------ Material for the task ------
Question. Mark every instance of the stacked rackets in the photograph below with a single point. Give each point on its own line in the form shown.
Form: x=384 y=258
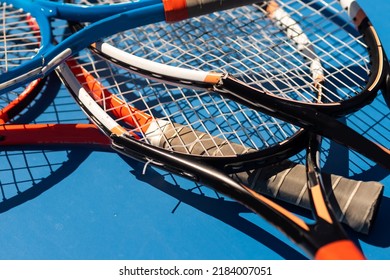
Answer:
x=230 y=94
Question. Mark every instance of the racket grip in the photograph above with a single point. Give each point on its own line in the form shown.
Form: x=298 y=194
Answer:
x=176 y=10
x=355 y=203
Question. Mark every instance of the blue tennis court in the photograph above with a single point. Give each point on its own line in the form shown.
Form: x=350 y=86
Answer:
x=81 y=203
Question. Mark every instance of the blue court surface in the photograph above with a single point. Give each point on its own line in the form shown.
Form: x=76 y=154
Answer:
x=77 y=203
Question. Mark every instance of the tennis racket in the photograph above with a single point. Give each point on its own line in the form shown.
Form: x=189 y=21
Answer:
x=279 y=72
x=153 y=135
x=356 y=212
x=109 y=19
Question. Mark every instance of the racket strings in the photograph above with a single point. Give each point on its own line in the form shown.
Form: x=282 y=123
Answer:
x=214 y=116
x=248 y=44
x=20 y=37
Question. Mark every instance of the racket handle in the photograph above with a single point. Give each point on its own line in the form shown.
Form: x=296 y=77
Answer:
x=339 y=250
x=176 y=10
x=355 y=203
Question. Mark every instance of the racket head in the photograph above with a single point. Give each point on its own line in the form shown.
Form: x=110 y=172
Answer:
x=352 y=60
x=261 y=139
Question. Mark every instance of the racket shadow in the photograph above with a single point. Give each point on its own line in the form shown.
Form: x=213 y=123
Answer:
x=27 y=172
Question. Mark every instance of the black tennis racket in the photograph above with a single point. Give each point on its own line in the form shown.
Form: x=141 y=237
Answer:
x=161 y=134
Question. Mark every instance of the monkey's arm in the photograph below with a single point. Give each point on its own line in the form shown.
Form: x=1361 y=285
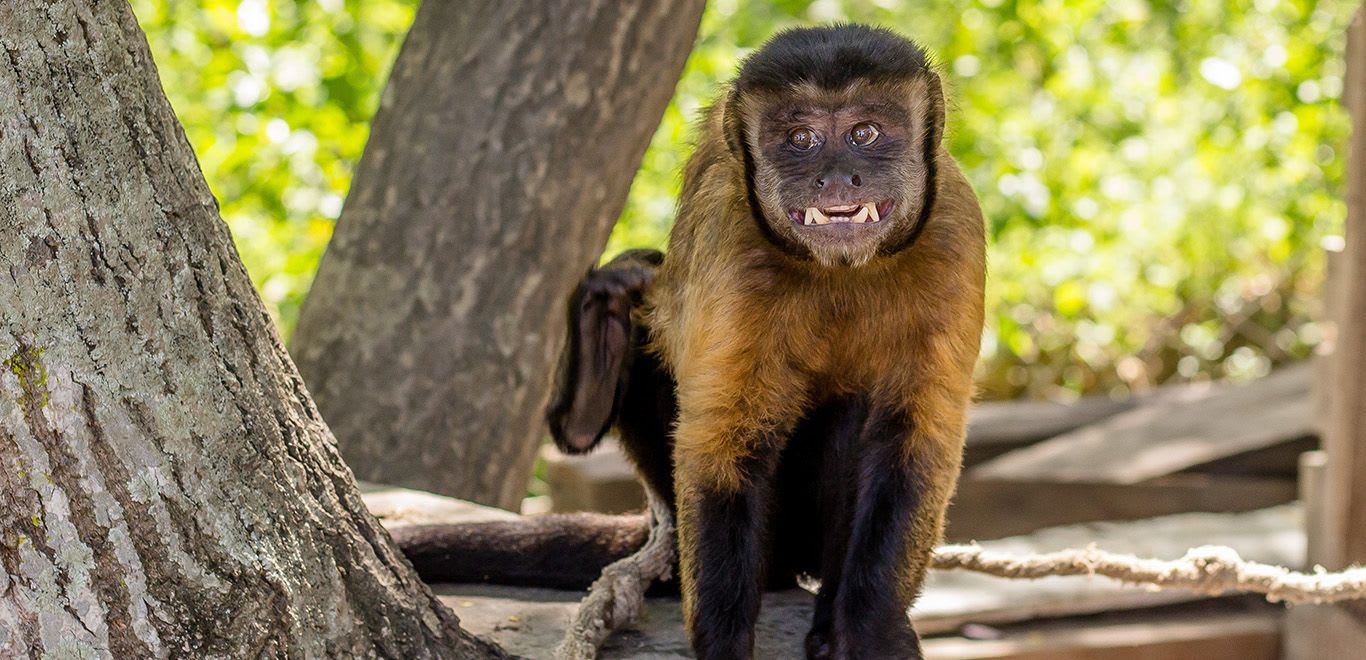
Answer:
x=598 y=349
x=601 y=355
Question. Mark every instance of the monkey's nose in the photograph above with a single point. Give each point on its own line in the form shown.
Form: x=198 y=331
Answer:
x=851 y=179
------
(Short exercise) Reproduce the listing above word for word, starting at the line containing "Question. Mark every instance of the racket head" and continuing through its final line, both included. Omit the pictures.

(Written solution)
Question. Mark every instance of the racket head in the photograph above with a single point. Give each point on its own line in the form shown.
Form: x=110 y=172
Answer:
x=352 y=60
x=261 y=139
Question. Mark every instance of the racket shadow in the photograph above with a single point. Give each point on its own line in the form shown.
Form: x=213 y=123
Answer:
x=27 y=172
Question. Mark every instance of the black tennis racket in the photograph above with a single point. Give each point on its own line in the form shown.
Form: x=141 y=237
Answer:
x=161 y=134
Question. Mark every instance of the monkey's arm in the photograph below with a single point. Give each point on its own line in the form shown.
Form: x=1361 y=285
Answer:
x=598 y=349
x=601 y=355
Question. Mark every instance of the monkey's nose in the photograph above with a single point. Give each point on its own line in the form shown.
Form: x=198 y=331
Answer:
x=851 y=179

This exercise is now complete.